Raw data:

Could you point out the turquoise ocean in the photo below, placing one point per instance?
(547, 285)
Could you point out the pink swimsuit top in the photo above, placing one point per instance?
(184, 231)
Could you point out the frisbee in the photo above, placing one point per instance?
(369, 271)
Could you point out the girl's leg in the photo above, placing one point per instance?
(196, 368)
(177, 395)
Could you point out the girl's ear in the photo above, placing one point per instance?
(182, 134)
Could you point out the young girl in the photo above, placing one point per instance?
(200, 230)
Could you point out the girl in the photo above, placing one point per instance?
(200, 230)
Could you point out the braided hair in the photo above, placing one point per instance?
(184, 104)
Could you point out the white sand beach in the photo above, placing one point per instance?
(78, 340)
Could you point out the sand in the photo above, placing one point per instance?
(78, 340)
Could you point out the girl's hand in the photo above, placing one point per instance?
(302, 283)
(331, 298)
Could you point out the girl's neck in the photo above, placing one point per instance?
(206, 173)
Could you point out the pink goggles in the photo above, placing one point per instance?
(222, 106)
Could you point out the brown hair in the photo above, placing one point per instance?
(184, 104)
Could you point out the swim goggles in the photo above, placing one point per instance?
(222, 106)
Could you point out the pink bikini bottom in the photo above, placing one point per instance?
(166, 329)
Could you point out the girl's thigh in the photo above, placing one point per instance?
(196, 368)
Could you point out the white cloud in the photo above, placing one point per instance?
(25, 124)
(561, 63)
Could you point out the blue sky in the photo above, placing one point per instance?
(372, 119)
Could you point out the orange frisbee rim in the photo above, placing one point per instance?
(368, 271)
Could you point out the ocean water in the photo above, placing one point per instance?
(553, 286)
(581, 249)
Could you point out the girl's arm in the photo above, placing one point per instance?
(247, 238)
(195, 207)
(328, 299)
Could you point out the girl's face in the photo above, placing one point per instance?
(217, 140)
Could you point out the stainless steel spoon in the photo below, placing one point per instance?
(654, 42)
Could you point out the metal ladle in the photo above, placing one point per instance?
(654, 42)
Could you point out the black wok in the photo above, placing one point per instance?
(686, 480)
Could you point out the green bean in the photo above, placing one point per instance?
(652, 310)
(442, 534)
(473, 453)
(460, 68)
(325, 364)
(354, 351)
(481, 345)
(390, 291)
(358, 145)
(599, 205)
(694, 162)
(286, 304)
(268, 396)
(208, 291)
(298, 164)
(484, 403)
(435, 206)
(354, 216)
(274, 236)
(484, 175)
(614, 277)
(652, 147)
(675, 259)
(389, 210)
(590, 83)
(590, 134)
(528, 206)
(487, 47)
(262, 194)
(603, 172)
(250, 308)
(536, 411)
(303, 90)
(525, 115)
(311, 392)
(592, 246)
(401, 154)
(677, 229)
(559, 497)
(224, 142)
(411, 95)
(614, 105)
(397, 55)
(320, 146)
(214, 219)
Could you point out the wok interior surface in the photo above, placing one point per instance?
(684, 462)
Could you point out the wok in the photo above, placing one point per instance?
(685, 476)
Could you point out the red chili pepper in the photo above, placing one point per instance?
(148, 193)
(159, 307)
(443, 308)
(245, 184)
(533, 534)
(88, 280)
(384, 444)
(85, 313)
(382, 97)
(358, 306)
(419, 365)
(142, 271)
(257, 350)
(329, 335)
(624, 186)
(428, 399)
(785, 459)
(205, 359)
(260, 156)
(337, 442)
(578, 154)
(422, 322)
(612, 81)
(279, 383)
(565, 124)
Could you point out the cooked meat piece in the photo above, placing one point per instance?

Goal:
Please quote every row above word for word, with no changes.

Result of this exercise:
Could you point out the turquoise ocean in the photo below, placing one point per instance?
(547, 285)
Could you point out the pink swimsuit top in the photo above, placing one point per instance?
(184, 231)
Could you point out the frisbee in the photo above, placing one point per instance?
(369, 271)
Could you point out the girl's leg in the photo above, placing one point per instance?
(196, 368)
(177, 395)
Could you point out the girl's ear in the photo above, placing one point per instance?
(182, 134)
Could you point out the young girl in the photo above, placing one point per instance?
(200, 230)
Could you point out the girl in the photo above, placing one point per instance?
(200, 230)
Could you point out the braided hair in the photo above, placing one point per instance?
(184, 104)
Could you point out the white sand beach in the photo above, placing one point per instance?
(78, 340)
Could you point out the sand in the photo above, placing one point per instance?
(78, 340)
Could you point out the girl's hand in the photo above, placing one point per instance?
(302, 283)
(331, 298)
Could you point out the girl's neck in the photo above, placing one point per instance?
(206, 173)
Could you point out the pink goggles in the photo above, placing one point per instance?
(222, 106)
Could you point out the brown hair in the photo above, placing one point per instance?
(184, 104)
Could you point out the swim goggles in the photo above, placing one point per instance?
(222, 106)
Could you point out the pink bikini bottom in the photo above, placing one point per instance?
(166, 329)
Could you point out the girl's thigh in the photo above, placing one point per instance?
(196, 368)
Could you point out the white cloud in the photo above, placing one point per instance?
(25, 124)
(561, 63)
Could you point out the blue sky in the photo above, placing one point per instance?
(372, 119)
Could you point out the orange frisbee rim in the photo above, placing one point per instance?
(368, 271)
Could you point out the ocean water in the photo above, placing one point per instance?
(553, 286)
(581, 249)
Could you point out the girl's arm in the photo above, placing one point per instance?
(247, 238)
(195, 207)
(328, 299)
Could you point out the girl's face in the photo above, placing one point per instance?
(217, 140)
Could you point out the stainless steel spoon in the photo below, placing one point per instance?
(654, 42)
Could you point out the metal ladle in the photo above, placing one point per instance?
(654, 42)
Could you point out the black wok in the photo above, placing one point per instance?
(686, 480)
Could you point out the green bean in the photo above, placing one point per instance?
(652, 310)
(442, 534)
(473, 453)
(460, 68)
(325, 364)
(354, 351)
(481, 345)
(390, 291)
(358, 145)
(599, 205)
(694, 162)
(286, 304)
(268, 396)
(208, 291)
(298, 164)
(484, 403)
(435, 206)
(354, 216)
(274, 236)
(484, 175)
(614, 277)
(652, 147)
(675, 259)
(389, 210)
(590, 83)
(590, 134)
(528, 206)
(487, 47)
(262, 194)
(603, 172)
(250, 308)
(536, 411)
(303, 90)
(525, 115)
(311, 392)
(592, 246)
(401, 154)
(677, 229)
(559, 497)
(224, 142)
(411, 95)
(614, 105)
(397, 55)
(320, 146)
(214, 219)
Could you point out the wok interior surface in the photo above, placing one point per instance?
(684, 462)
Could you point out the wok in the photo above, placing one point per instance?
(685, 476)
Could you point out the red chili pepper in the photo above, placing one point per instance?
(148, 193)
(159, 307)
(443, 308)
(245, 184)
(533, 534)
(88, 280)
(384, 444)
(85, 313)
(382, 97)
(358, 306)
(419, 365)
(142, 271)
(257, 350)
(329, 335)
(624, 186)
(428, 399)
(785, 459)
(205, 359)
(260, 156)
(337, 442)
(578, 154)
(422, 322)
(612, 81)
(279, 383)
(565, 124)
Could you point out the cooked meat piece in the photo above, placing one point per instance?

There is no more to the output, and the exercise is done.